▶ **Goal of the exercise**
Copy out the rows verbatim, starting with the line containing "Step 1: scan the image for purple" and ending with the line containing "[0,75,119,216]", including both of those lines.

-------- Records for the exercise --------

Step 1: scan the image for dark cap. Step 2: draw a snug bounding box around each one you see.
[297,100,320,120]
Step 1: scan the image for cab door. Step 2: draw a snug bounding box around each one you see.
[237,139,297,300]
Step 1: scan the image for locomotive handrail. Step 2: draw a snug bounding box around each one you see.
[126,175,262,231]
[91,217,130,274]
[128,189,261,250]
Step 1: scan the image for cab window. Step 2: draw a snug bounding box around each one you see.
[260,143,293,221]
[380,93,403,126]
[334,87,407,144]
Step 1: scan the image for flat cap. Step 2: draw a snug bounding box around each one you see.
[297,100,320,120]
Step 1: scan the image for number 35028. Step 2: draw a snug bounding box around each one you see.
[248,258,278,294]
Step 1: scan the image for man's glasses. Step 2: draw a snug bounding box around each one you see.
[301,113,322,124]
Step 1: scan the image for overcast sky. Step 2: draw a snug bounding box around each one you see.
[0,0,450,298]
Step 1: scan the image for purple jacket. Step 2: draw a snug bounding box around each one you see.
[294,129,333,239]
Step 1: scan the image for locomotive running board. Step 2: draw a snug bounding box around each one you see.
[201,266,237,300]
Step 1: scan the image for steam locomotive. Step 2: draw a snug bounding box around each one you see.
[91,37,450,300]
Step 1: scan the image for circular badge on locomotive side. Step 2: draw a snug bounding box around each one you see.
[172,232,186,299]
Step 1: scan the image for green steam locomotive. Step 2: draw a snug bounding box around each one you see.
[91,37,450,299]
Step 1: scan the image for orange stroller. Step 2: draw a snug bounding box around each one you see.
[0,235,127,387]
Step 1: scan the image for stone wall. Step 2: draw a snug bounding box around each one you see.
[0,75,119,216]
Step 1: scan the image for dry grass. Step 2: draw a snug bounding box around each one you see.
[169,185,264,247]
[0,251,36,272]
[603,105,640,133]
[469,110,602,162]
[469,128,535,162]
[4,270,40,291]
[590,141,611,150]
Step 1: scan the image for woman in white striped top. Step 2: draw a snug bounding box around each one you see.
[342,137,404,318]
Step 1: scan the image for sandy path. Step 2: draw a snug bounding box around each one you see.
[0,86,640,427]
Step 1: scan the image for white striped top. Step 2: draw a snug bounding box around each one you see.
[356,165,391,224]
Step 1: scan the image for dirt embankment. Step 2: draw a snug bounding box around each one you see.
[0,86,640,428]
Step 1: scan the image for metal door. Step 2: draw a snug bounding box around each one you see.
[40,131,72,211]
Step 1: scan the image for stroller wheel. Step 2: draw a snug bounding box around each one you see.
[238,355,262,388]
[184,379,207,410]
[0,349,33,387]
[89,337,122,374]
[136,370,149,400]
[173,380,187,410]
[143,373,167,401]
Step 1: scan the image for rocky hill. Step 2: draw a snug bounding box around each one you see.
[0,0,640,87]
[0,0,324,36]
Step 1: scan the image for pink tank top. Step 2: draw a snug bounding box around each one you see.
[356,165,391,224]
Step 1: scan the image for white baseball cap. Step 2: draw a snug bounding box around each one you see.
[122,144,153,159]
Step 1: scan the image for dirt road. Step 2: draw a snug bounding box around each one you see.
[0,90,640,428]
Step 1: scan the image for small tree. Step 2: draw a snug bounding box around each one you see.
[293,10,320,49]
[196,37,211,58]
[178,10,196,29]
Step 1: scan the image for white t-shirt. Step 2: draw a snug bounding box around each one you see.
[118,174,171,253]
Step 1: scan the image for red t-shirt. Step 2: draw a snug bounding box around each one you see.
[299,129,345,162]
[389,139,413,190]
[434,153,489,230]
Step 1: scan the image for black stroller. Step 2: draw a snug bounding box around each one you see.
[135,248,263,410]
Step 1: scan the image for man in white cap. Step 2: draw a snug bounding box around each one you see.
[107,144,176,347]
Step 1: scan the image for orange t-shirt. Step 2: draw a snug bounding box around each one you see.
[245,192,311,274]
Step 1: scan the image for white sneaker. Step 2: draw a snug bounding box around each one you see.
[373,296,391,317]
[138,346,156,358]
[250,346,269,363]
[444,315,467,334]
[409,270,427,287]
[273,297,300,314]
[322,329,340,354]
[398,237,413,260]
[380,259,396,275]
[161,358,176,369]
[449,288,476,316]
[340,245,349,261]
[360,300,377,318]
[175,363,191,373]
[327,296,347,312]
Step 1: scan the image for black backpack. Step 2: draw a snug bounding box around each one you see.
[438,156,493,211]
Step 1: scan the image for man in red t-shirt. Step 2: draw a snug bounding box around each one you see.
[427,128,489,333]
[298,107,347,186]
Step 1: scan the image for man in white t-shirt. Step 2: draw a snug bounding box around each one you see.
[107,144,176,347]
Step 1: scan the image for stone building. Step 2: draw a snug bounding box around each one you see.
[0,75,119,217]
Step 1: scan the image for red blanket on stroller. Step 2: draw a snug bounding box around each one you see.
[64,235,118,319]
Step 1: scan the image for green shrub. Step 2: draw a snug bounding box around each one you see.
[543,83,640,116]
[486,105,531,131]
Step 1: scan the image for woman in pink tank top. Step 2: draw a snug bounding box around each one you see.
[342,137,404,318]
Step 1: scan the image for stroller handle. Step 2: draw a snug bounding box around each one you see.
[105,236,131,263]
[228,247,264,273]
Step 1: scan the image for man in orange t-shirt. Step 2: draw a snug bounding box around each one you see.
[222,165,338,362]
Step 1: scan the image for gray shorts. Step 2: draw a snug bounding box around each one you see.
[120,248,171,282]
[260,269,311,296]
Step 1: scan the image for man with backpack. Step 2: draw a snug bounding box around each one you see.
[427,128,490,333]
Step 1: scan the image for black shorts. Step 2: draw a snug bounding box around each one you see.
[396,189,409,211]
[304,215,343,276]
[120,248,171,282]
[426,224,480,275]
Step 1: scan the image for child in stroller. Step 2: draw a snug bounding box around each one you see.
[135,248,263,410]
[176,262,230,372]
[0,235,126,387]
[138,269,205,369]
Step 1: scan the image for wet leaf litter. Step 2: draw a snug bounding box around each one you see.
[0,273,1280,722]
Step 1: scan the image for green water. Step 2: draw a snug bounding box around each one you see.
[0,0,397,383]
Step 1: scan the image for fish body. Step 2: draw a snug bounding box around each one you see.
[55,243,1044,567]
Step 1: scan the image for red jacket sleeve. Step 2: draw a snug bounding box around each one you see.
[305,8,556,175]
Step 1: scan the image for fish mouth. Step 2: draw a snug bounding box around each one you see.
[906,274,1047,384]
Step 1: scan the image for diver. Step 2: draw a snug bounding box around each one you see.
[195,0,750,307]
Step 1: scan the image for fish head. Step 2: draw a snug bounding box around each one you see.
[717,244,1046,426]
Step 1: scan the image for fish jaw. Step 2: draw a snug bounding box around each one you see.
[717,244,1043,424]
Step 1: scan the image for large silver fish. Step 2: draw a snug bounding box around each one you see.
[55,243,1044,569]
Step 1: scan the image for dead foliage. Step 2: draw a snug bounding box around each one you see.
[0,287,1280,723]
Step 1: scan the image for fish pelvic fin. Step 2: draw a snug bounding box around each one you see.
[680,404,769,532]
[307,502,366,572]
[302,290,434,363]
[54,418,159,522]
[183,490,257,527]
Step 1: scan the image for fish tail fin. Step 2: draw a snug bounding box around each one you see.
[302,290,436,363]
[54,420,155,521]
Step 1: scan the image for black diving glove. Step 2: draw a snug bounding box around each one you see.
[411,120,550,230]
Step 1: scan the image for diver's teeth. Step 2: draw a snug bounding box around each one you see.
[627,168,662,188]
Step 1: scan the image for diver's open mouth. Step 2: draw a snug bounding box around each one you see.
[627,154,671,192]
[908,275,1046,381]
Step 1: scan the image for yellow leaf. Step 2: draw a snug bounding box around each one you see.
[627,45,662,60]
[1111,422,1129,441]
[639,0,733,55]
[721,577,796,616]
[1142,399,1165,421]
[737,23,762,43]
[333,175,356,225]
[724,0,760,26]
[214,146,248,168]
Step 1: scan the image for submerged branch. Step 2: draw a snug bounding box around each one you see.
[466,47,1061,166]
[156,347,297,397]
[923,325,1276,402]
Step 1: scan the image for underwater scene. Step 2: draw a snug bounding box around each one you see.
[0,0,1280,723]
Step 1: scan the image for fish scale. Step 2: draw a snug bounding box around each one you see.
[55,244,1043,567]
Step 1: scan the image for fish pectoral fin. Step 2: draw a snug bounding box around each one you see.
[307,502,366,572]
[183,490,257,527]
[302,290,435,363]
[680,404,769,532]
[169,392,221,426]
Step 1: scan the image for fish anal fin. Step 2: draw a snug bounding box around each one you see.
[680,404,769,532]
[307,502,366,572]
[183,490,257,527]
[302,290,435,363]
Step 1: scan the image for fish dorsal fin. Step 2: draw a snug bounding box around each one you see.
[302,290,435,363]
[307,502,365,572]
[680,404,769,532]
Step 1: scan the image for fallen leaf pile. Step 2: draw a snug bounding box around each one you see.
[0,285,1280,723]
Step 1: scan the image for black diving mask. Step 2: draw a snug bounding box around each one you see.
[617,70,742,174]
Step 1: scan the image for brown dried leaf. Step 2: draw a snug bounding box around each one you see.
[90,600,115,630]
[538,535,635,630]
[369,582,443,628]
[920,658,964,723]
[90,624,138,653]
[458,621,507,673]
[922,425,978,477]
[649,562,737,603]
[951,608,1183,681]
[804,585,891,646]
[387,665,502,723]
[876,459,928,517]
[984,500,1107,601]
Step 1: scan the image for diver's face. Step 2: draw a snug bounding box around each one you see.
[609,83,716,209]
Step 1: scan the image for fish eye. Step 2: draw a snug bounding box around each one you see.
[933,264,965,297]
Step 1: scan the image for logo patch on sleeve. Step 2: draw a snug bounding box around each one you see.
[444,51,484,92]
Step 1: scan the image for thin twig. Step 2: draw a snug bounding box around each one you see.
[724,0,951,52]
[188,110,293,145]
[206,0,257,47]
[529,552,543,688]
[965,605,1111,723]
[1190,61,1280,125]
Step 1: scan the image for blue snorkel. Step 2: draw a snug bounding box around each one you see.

--------

▶ **Output for this exercise**
Step 1: scan the image for purple jacket. Step 2: draw a snug bounding box around each one you see.
[294,129,333,239]
Step 1: scan the image for locomotive running board. Step 2: draw a snug bounding box around each one you see.
[201,266,237,300]
Step 1: scan the image for steam locomotive. Step 2: draw a snug bounding box around each one you see.
[91,37,450,300]
Step 1: scan the image for circular badge on locomotive side. Step 2: draw a snug bounding box around each one you see.
[172,232,186,299]
Step 1: scan the image for green steam locomotive. Step 2: draw a snug bounding box around each one you see.
[91,37,450,299]
Step 1: scan the image for orange stroller. Step 2: draw a snug bounding box around each one you see.
[0,235,127,387]
Step 1: scan the image for stone wall. Step 2: draw a snug bounding box around each one you see.
[0,75,119,216]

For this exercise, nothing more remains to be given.